--- begin EXTRACTED MATERIAL ---
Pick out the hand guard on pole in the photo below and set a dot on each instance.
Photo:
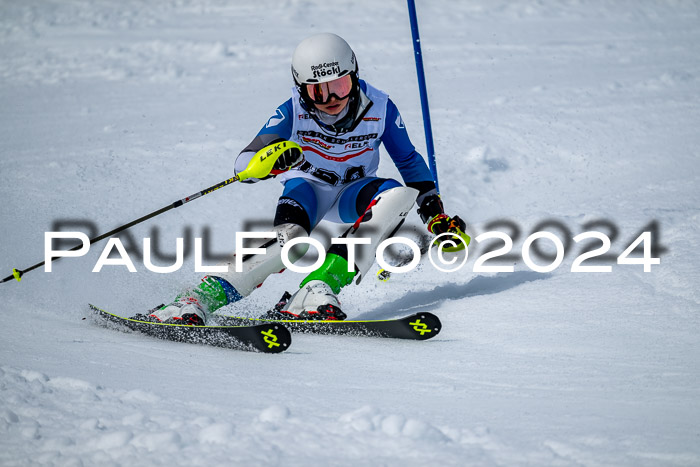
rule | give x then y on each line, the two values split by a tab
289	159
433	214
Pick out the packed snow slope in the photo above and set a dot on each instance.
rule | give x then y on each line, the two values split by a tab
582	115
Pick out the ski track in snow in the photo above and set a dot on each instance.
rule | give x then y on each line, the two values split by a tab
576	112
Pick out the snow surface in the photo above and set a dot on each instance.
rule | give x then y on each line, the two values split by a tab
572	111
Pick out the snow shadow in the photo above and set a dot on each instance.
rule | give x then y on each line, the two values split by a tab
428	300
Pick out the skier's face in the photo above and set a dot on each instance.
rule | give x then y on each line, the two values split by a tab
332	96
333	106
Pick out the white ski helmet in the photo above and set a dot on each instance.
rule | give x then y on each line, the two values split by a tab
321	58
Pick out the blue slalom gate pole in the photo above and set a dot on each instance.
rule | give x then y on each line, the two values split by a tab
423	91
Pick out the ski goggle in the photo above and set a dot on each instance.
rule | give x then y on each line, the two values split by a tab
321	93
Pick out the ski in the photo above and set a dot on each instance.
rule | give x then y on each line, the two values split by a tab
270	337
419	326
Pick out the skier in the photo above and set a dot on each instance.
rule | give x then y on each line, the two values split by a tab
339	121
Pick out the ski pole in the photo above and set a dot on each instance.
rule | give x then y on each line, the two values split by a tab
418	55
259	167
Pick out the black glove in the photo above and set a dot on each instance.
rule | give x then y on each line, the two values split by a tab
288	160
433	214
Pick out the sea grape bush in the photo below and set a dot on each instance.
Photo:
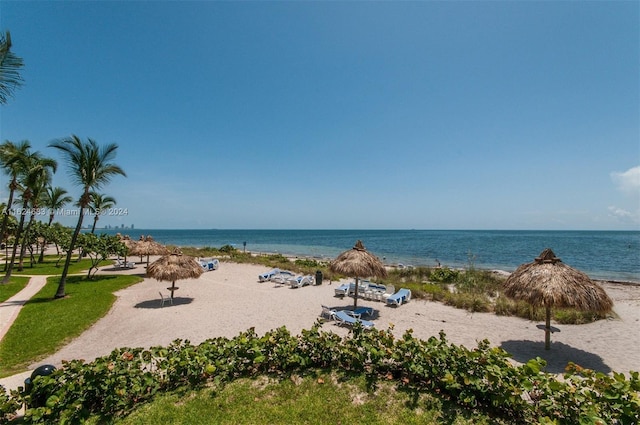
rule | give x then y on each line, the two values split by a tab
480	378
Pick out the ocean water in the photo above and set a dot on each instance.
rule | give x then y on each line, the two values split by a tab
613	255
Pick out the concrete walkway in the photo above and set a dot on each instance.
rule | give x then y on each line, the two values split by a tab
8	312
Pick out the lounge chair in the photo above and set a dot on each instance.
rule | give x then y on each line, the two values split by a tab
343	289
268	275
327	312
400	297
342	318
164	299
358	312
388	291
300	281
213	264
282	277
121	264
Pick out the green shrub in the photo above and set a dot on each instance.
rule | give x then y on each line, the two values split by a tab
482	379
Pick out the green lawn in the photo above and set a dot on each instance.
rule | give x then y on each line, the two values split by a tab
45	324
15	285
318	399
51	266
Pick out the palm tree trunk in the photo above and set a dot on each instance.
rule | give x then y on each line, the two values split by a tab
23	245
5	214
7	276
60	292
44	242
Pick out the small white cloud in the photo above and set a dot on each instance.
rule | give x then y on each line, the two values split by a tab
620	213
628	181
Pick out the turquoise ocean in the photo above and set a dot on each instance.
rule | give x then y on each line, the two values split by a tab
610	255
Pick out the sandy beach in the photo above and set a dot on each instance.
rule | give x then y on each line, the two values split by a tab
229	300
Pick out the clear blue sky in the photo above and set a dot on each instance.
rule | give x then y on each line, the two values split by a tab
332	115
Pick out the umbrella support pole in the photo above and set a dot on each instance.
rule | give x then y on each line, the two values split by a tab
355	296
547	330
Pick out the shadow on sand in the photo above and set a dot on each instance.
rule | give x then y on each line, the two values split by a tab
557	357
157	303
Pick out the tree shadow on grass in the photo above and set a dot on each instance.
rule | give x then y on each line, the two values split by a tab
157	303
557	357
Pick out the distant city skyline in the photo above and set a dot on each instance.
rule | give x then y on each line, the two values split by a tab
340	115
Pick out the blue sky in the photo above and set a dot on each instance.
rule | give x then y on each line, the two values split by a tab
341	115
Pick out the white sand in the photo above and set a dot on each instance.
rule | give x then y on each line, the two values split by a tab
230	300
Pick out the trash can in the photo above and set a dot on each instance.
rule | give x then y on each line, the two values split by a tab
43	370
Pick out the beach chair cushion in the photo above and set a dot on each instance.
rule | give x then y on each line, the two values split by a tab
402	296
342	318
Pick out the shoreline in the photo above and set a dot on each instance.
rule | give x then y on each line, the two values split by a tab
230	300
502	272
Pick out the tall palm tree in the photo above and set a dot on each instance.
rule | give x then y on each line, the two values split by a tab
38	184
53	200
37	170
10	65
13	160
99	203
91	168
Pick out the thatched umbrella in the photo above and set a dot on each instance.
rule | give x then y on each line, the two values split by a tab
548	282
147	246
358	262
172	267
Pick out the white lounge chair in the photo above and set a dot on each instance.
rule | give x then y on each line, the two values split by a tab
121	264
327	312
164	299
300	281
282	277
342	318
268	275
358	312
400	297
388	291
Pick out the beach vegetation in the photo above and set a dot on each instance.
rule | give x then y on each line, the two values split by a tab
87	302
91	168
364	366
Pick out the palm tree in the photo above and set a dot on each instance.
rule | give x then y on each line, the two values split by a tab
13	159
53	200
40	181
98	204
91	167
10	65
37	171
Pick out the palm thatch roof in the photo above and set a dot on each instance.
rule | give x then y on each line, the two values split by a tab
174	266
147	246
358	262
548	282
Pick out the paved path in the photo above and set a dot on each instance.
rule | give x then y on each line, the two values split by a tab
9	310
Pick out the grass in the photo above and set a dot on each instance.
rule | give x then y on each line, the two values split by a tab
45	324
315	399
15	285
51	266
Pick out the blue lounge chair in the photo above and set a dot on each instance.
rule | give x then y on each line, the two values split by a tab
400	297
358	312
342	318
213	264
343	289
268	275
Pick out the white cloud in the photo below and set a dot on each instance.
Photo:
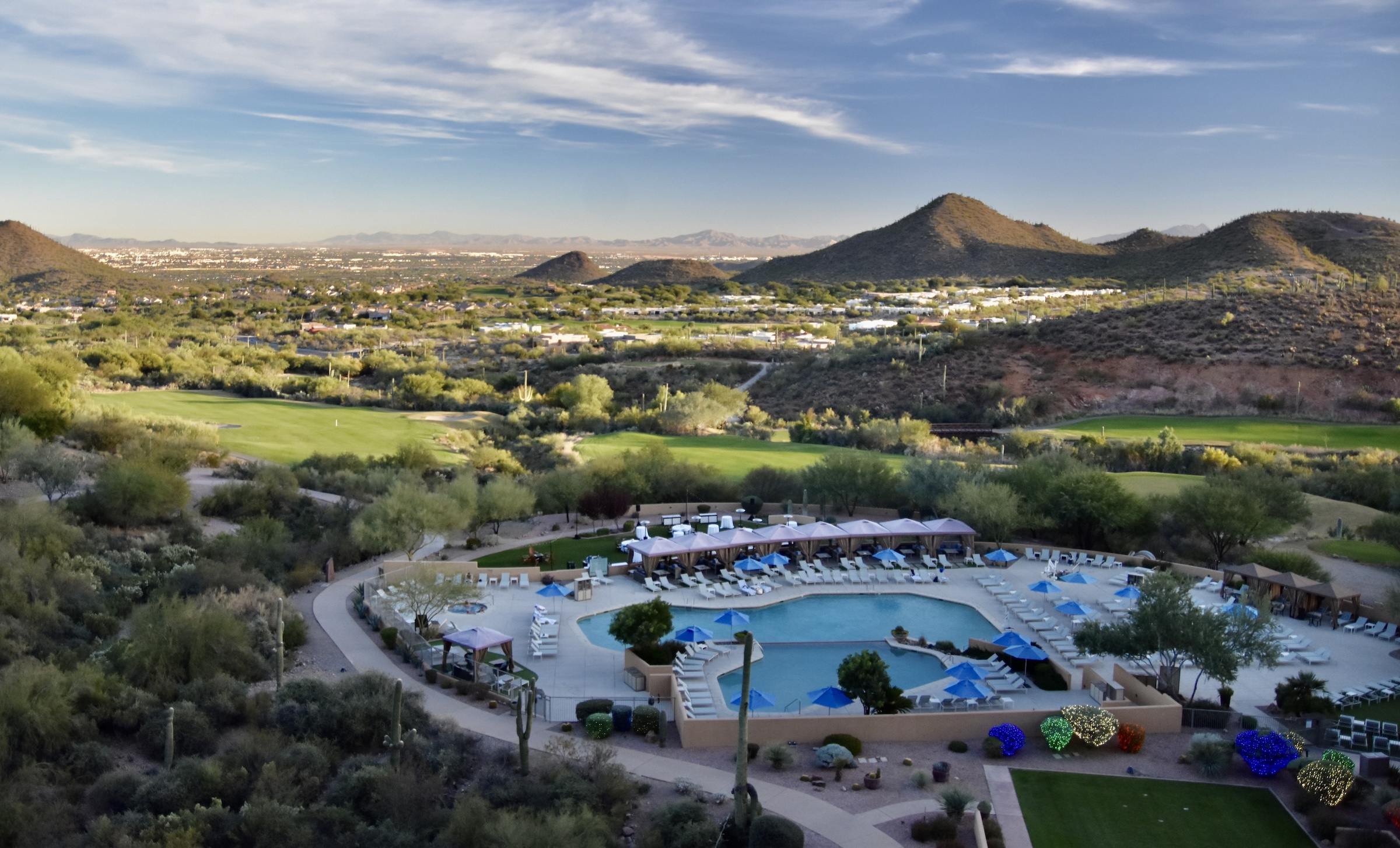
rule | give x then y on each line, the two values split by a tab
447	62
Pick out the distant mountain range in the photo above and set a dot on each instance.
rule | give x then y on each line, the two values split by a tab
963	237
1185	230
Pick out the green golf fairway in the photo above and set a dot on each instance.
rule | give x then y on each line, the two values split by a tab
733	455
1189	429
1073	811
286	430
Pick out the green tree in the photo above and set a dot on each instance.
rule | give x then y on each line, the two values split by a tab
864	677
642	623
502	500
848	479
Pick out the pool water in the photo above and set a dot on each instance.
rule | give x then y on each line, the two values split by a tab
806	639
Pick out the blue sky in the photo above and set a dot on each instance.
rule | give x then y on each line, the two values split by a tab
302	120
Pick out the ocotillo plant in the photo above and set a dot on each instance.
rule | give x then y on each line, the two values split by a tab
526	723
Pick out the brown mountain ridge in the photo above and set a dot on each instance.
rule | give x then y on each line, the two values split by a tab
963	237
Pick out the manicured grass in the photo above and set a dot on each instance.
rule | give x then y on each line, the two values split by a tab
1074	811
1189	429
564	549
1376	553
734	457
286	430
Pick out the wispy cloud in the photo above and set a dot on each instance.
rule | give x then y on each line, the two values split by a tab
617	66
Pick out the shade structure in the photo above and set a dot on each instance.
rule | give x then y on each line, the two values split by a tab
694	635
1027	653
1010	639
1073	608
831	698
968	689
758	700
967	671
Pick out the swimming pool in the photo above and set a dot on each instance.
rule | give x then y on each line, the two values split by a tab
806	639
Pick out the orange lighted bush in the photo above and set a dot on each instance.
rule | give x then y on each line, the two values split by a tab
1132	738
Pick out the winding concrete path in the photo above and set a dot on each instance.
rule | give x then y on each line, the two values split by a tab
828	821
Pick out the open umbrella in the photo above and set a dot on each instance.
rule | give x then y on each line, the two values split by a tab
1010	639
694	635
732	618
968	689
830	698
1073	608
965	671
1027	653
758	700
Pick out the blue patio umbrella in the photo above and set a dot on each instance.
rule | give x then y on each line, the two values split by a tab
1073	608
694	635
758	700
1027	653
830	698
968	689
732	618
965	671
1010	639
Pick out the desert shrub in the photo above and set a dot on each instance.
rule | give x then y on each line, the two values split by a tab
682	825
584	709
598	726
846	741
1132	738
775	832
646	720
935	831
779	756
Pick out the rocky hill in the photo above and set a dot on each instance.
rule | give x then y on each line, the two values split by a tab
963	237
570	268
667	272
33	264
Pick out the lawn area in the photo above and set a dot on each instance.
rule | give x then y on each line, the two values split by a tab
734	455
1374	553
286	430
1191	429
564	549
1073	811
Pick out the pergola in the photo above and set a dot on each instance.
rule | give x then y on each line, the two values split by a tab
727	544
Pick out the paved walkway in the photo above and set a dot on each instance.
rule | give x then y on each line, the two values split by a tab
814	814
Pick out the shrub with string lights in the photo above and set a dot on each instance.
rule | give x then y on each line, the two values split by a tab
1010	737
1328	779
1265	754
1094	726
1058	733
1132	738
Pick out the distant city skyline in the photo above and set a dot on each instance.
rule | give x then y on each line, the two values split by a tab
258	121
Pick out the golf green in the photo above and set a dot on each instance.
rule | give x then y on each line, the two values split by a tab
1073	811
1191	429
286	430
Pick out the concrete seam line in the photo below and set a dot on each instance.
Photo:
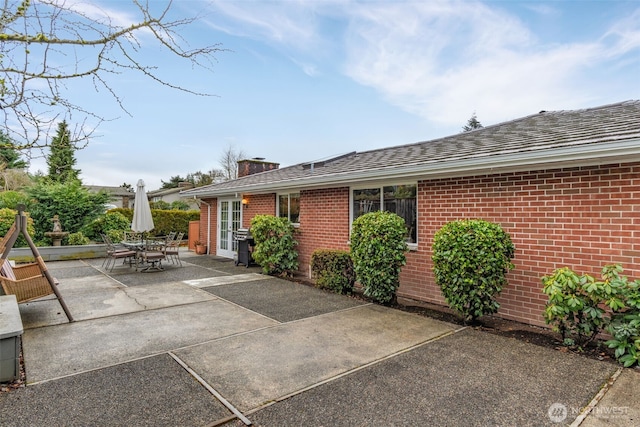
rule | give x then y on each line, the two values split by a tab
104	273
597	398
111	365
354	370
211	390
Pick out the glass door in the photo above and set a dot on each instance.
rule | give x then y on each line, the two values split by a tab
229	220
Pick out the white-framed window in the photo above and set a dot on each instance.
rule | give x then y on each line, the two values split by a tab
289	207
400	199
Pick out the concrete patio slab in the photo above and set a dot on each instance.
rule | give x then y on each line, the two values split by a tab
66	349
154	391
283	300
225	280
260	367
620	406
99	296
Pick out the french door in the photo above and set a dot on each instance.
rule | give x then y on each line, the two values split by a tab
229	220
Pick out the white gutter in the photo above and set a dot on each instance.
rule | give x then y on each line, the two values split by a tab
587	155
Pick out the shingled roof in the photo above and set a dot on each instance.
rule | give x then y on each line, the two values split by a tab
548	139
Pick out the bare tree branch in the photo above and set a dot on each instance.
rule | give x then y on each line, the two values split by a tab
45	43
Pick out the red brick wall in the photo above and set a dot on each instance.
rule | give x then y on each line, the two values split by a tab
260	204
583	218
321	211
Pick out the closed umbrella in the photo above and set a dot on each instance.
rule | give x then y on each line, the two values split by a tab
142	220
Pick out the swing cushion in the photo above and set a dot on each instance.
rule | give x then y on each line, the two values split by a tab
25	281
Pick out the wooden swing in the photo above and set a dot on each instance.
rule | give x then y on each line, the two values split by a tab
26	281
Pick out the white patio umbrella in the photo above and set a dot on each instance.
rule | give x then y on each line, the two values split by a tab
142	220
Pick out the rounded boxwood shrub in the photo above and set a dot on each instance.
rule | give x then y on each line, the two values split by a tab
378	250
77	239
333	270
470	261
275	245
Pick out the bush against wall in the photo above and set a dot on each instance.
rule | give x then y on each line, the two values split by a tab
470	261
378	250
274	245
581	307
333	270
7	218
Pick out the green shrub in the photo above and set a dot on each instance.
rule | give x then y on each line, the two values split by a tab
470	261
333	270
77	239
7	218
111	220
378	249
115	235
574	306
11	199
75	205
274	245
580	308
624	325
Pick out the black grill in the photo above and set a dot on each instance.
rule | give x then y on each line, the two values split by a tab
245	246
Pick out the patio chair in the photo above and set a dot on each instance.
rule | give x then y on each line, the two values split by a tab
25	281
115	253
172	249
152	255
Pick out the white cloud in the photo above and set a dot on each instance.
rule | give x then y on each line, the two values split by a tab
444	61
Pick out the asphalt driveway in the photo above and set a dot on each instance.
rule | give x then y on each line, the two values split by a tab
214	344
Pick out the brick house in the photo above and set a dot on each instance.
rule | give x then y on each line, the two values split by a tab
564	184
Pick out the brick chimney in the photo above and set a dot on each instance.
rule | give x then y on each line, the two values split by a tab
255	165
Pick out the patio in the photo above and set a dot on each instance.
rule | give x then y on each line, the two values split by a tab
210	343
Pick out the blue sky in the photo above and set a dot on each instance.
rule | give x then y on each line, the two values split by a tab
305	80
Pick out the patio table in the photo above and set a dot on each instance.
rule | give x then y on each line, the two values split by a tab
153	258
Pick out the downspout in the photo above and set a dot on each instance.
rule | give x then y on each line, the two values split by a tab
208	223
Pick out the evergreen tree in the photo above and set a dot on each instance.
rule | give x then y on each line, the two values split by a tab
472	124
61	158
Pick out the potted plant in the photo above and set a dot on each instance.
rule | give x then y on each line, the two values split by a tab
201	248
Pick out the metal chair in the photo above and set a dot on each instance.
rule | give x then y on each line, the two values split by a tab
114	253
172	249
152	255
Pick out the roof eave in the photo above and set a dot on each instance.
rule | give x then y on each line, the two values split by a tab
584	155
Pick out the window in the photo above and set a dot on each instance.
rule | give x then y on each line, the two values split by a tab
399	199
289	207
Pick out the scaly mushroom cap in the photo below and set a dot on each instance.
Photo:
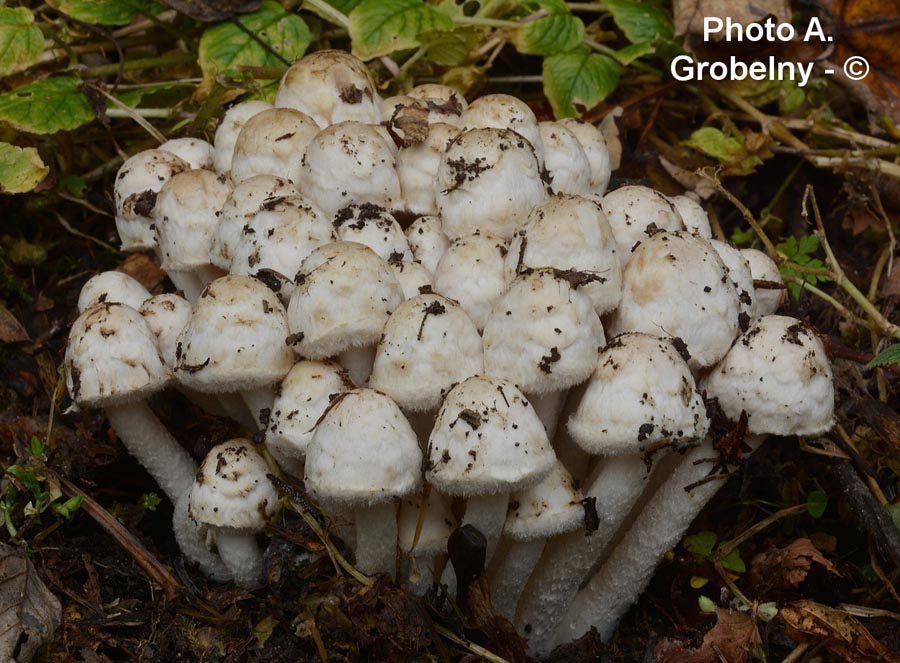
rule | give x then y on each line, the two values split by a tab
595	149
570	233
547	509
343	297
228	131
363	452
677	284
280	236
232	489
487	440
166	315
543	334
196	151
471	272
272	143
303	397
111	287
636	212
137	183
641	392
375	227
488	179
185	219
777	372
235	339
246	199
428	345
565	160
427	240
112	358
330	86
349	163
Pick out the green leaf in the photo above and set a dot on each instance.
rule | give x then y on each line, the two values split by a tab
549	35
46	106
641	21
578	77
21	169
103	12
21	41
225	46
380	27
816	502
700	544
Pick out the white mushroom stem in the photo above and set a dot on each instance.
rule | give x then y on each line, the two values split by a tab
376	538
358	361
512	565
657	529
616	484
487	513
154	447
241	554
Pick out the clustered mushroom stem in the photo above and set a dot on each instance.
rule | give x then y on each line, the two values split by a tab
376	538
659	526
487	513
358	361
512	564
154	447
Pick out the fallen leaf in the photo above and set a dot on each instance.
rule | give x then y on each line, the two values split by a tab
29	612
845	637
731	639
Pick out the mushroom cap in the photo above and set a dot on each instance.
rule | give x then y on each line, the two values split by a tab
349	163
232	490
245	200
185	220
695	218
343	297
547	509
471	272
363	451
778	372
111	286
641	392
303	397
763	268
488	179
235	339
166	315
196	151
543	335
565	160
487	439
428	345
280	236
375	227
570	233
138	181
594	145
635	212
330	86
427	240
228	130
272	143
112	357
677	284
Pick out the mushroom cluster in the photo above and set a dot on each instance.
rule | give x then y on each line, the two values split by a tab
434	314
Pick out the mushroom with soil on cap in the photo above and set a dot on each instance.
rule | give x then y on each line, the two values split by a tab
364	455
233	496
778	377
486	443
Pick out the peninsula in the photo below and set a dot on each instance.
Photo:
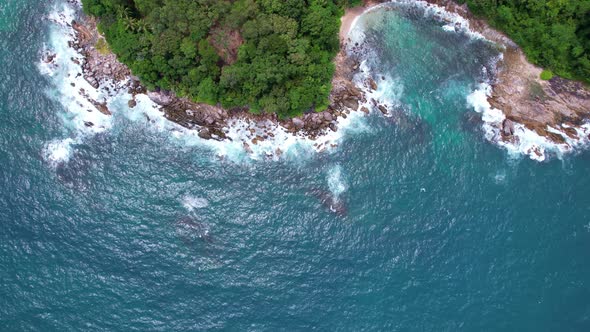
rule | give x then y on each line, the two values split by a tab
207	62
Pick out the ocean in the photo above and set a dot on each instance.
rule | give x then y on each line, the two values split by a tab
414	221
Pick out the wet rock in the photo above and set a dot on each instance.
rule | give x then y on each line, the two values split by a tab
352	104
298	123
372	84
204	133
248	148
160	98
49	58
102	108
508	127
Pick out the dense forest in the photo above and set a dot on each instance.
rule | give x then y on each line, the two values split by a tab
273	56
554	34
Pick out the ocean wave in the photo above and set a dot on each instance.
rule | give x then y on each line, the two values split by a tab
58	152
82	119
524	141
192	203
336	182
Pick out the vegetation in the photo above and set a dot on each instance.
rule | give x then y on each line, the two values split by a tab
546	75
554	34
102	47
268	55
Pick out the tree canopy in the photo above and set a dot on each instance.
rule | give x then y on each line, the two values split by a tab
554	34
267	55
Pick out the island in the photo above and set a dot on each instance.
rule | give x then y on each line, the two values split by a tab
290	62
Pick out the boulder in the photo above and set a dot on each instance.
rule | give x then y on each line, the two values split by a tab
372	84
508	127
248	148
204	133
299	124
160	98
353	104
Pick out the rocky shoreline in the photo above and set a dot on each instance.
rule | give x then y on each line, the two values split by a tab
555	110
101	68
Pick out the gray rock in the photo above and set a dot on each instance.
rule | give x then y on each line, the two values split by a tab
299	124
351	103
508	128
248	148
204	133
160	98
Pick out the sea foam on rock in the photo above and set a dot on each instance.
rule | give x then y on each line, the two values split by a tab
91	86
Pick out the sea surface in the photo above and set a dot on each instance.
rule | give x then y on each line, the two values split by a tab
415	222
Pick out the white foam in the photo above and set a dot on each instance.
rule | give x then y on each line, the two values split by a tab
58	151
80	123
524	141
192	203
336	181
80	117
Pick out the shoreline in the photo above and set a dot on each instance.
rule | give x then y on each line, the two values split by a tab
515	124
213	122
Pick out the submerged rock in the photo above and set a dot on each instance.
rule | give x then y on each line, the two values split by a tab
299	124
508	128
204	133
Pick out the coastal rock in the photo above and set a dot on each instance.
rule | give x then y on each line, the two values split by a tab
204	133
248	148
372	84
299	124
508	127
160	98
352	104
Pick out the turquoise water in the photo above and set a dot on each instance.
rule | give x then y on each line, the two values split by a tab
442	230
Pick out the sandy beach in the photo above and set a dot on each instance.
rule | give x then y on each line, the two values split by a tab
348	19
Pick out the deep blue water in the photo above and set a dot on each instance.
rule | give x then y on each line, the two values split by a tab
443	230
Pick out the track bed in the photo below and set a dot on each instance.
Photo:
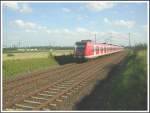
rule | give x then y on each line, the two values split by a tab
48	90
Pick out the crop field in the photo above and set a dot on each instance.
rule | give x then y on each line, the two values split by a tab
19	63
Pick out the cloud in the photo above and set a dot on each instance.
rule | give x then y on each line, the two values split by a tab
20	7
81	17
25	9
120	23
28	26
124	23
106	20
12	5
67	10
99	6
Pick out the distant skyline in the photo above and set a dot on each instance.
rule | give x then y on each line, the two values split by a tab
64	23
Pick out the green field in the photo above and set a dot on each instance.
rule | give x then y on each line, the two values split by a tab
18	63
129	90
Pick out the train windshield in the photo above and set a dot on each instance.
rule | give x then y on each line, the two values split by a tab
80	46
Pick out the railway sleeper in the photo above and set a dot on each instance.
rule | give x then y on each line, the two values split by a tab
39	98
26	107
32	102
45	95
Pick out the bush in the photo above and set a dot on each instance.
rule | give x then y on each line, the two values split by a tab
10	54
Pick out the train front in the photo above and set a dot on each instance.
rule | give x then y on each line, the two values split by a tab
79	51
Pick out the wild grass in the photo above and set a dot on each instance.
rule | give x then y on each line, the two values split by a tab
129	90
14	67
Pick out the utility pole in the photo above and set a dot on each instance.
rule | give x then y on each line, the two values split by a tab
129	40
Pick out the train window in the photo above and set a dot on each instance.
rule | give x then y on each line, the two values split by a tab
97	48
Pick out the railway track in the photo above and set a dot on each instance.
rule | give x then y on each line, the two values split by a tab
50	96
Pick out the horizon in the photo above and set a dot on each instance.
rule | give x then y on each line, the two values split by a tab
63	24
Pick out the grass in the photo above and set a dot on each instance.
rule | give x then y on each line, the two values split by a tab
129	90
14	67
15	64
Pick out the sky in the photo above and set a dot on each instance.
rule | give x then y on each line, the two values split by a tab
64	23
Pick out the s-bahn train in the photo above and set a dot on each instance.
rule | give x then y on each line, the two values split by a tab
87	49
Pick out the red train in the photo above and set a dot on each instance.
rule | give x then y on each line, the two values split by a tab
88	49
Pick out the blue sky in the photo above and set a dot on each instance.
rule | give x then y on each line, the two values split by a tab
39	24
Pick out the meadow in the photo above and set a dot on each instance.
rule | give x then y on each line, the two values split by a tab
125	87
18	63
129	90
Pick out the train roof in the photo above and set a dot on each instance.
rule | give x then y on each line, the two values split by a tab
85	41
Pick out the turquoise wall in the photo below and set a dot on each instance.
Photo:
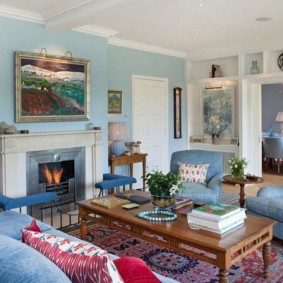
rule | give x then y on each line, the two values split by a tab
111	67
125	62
--- end EXTRACTED MATERIAL ---
Beginning with the line that holds "Pick out the meadow" and ending with the last line of the material above, extract every line exactly, pictures excluded.

Pick out the meadow in the photo above and set a dot on each instance.
rule | give x then y on each line, the two values split by a tab
125	87
18	63
129	90
Pick out the train roof in the photo above and set a dot on each instance.
rule | give x then y on each line, the two values split by a tab
85	41
Pick out the turquoise wall in the photo below and set a dot on each instance.
Photo:
rule | give x then y on each line, the two values split by a tab
111	67
125	62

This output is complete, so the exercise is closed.